____ Document section

PROGRAM

Wednesday, May 23, 2012

7:00 a.m. - 8:00 a.m.

CONTINENTAL BREAKFAST

Sponsored by

8:00 a.m. – 8:15 a.m.

WELCOME

Mr. Steven Ritchey

Vice President for Intelligence

AFCEA International

 

Lt Gen Bruce Wright, USAF (Ret.)

Vice President, C4ISR

Lockheed Martin Corporation

Conference Co-Chair

Brig Gen Neal T. Robinson, USAF (Ret.)

Director, Business Development

Oracle Corporation (National Security Group)

Conference Co-Chair and Member of the AFCEA Intelligence Committee

8:15 a.m. – 9:00 a.m.

GLOBAL SITUATIONAL AWARENESS AND THE STATE OF USAF ISR

The Air Force continues to rapidly increase its ISR capability and capacity to support all military operations and provide global situational awareness.  The requirement to provide timely, fused, and actionable intelligence to the joint force from forward-deployed locations and distributed processing centers around the world will continue to stimulate the private sector to focus on new technologies and rapid, affordable, and fielded ISR capabilities.  The Air Force will be expected to fill this role across the spectrum of airspace environments from permissive to denied, and the range of operation types from humanitarian aid to irregular or conventional warfare and must make use of all available platforms.

 

Focus Questions

  • How will the Office of the Deputy Chief of Staff for Intelligence, Surveillance and Reconnaissance respond to the growing demands for global situational awareness and precise targeting information in the 21st century?
  • What are the Air Force, Joint, and National Intelligence Communities doing to prepare for the increasing Intelligence Mission Data (IMD) requirements supporting current and future Acquisition programs?

  • What are the top five ISR challenges to supporting decision-maker requirements at the strategic, operational, and tactical levels of operations?
  • What does the ISR community need most from the private sector across the air, space and cyber realms?

Speaker

Lt Gen Larry James, USAF

Deputy Chief of Staff for Intelligence, Surveillance and Reconnaissance

Headquarters USAF, Washington, DC

 

9:00 a.m. - 9:45 a.m.

AIR FORCE DISTRIBUTED COMMON GROUND SYSTEM

Air Force Distributed Common Ground System (AF DCGS) capabilities continue to evolve to meet the challenges of tomorrow’s threats which range across the full spectrum of military operations. In this environment the AF DCGS must leverage new technologies to transition from a platform-centric to a network-centric enterprise capable of simultaneously providing data and information about the battlefield environment to analysts, decision makers, planners, and troops in combat. The future weapon system must also transition from analyst-centric to a warfighter-centric model.

________

What is needed
Extend the conference program onward from its final sentence. The data that comes next has no connection to the conference program.

____ Recorded data

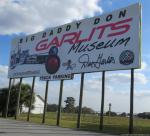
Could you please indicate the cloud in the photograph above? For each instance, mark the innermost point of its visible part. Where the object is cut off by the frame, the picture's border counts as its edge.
(30, 16)
(3, 69)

________

Expected answer
 

Focus Questions

  • How can industry solutions reduce analyst workload while maintaining or improving situational awareness?
  • What can innovations in cloud computing, automated PED (including fusion and machine-to-machine processes), and on-board processing bring to the fight?
  • How will non-proprietary, open-architecture systems enhance DCGS mission flexibility?
  • What impact will the implementation of the DI2E guidelines have on current and future AF DCGS systems?
  • How will the AF DCGS weapon system transition toward a sensor agnostic, capabilities based exploitation environment capable of accepting data (Space, National, HUMINT, etc.) regardless of the source of collection?

Speaker

Maj Gen Robert Otto, USAF

Commander, Air Force Intelligence, Surveillance, and Reconnaissance Agency

Lackland Air Force Base, Texas

9:45 a.m. – 10:15 a.m.

NETWORKING BREAK

Sponsored by

 

10:15 a.m. – 11:00 a.m.

ISR AND THE CYBER FIGHT

Intelligence demands to effectively accomplish surveillance of the net, assess and identify threats, and conduct responsive full spectrum operations remain daunting.  24th Air Force will continue to advance in its capabilities to be an effective component of US CYBER COMMAND with the necessary cyber situational awareness to support worldwide combatant commander mission requirements across the spectrum of military operations including peacetime surveillance and deterrence, counterterrorism, and joint combat operations."

 

Focus Questions

  • What are near-term and future mission demands to better assess and attribute cyber threats to Air Force and joint operations?
  • Is the sustainment of effective combatant command and Service component C2 a mission focus for 24th AF and USCYBERCOMMAND?
  • What are the technology, systems capability, and training challenges for Air Force and joint cyber operations?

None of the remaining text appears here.